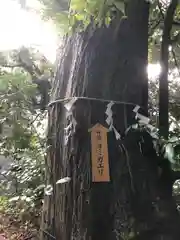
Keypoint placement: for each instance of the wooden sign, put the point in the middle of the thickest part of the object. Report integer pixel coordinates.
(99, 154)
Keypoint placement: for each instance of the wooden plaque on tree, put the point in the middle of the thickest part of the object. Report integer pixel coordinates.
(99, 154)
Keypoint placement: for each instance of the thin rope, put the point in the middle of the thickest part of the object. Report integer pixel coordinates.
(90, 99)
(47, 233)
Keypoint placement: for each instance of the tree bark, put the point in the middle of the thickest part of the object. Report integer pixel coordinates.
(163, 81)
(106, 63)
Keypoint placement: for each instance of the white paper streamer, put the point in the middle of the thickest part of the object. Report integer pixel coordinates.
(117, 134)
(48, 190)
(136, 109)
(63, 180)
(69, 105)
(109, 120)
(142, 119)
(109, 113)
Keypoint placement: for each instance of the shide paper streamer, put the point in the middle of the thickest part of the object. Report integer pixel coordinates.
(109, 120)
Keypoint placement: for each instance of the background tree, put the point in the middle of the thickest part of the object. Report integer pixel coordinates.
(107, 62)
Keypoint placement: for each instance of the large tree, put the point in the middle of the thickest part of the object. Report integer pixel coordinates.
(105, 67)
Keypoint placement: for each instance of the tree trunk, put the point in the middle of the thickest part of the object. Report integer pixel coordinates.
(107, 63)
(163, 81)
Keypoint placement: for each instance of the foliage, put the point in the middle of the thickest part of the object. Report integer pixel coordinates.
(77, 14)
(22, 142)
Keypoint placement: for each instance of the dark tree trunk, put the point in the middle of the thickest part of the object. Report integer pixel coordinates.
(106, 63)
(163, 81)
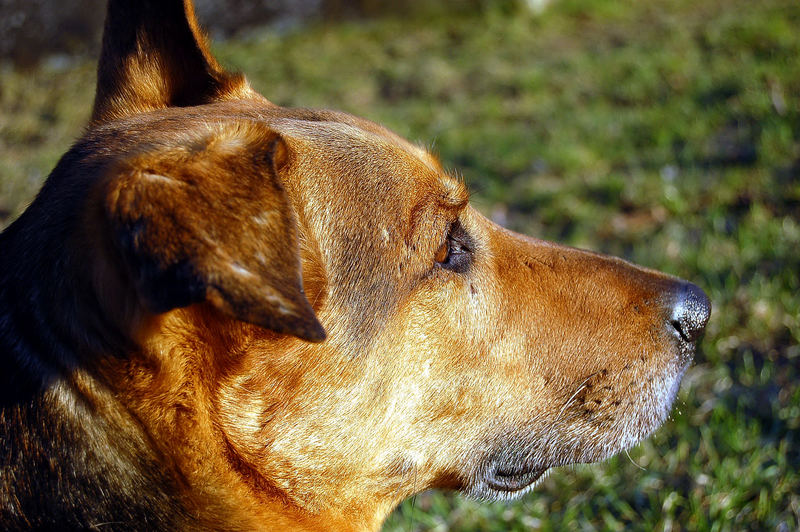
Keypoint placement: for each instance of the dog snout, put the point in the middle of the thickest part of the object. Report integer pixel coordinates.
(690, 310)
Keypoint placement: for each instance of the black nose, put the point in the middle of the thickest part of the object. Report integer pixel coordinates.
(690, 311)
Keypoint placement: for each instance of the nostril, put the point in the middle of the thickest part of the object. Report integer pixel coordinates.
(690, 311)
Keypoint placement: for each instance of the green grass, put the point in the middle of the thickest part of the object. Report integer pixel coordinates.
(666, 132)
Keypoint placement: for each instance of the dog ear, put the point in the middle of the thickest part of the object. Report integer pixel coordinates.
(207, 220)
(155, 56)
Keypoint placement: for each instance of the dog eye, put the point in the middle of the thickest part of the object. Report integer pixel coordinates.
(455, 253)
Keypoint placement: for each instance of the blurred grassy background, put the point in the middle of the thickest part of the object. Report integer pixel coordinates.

== == ==

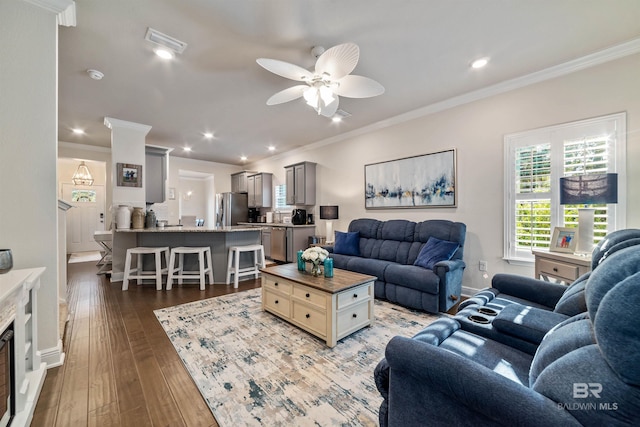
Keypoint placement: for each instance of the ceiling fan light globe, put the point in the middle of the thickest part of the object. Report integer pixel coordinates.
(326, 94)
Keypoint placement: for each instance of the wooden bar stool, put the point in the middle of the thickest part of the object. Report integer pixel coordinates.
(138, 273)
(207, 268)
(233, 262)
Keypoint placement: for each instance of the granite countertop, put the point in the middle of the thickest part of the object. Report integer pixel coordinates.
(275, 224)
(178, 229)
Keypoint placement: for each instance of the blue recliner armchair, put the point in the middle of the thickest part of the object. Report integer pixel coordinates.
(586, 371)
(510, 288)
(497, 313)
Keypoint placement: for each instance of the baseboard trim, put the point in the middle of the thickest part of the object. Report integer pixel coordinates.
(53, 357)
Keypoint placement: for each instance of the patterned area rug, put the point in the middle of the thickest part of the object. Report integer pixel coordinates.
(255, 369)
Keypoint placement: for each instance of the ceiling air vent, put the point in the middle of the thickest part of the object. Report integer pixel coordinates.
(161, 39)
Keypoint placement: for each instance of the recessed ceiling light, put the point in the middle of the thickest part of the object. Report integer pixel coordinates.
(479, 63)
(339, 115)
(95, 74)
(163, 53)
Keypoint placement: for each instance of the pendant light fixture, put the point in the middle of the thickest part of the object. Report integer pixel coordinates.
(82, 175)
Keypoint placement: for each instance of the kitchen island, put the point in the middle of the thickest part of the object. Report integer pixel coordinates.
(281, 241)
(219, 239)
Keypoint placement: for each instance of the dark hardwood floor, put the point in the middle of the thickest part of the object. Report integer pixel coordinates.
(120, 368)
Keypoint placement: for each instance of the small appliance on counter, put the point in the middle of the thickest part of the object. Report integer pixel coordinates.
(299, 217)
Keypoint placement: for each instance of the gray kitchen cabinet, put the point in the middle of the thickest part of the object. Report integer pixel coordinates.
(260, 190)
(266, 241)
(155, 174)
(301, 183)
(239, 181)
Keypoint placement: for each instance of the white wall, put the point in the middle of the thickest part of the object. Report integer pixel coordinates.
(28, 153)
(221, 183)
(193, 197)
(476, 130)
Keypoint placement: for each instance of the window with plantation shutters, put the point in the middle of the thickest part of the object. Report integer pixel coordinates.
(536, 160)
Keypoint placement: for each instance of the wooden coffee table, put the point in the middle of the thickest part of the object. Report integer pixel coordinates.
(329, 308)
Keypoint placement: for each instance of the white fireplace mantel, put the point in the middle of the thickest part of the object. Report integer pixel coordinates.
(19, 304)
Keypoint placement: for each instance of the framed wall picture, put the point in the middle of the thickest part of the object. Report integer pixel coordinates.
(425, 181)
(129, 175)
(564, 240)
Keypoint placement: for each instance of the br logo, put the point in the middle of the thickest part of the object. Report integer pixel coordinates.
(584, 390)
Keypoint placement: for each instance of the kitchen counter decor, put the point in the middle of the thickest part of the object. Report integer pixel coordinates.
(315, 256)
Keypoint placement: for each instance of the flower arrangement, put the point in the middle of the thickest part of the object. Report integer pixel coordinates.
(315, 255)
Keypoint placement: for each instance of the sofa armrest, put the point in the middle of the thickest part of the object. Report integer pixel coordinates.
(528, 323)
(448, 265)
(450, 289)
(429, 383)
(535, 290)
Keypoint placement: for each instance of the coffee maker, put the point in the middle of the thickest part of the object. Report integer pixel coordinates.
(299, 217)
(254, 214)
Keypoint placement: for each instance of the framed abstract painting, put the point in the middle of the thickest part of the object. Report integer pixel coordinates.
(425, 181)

== == ==

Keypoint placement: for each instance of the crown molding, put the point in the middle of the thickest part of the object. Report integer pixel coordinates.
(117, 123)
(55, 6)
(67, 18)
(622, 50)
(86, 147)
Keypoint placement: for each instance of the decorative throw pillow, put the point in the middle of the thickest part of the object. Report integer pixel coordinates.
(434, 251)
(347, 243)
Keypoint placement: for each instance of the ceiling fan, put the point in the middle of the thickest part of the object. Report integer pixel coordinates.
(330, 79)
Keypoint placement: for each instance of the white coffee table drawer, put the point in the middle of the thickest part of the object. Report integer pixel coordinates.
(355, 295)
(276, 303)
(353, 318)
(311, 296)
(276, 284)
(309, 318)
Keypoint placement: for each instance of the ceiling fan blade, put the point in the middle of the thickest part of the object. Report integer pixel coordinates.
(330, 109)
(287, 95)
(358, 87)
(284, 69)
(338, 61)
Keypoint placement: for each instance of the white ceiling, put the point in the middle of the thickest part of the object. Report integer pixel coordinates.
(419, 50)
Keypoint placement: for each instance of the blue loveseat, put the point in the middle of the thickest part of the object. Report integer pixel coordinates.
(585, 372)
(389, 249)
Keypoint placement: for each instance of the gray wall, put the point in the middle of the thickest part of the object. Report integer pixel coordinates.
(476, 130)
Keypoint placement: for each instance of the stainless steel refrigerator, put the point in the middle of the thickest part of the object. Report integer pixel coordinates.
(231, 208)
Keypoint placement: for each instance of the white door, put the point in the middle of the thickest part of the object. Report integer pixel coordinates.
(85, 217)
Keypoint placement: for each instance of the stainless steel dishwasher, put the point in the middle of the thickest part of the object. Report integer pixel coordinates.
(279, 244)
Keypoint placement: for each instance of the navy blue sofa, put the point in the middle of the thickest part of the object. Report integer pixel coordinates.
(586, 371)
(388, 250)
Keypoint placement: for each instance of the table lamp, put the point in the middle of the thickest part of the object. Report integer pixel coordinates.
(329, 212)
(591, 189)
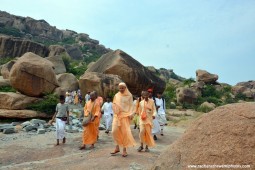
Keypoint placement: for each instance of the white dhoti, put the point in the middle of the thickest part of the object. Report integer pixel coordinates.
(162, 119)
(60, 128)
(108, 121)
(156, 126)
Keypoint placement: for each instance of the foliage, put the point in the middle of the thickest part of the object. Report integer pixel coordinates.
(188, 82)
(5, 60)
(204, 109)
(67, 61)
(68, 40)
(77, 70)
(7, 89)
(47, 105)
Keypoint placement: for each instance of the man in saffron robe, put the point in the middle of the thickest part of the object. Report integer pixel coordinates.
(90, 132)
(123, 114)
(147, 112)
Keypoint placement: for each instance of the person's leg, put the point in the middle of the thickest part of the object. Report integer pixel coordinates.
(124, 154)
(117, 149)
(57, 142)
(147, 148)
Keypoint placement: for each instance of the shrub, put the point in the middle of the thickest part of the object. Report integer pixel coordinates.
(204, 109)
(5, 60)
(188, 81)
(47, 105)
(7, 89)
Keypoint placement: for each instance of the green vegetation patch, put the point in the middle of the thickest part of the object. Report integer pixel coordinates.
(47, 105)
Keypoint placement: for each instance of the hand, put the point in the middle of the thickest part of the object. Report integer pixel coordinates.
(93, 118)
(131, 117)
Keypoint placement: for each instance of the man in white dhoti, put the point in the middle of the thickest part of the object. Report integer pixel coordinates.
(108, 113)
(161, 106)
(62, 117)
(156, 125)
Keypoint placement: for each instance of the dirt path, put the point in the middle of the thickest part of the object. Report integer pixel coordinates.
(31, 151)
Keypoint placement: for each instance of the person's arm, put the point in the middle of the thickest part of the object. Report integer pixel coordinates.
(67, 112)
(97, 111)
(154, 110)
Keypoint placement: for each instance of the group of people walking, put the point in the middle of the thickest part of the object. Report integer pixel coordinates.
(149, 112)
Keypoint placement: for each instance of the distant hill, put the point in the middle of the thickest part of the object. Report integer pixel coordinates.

== == ==

### WRITTEN TASK
How many lines of the material above contain the string "kitchen"? Treat uppercase and lowercase letters as different, and reply with the number alone.

### CORRECT RESULT
3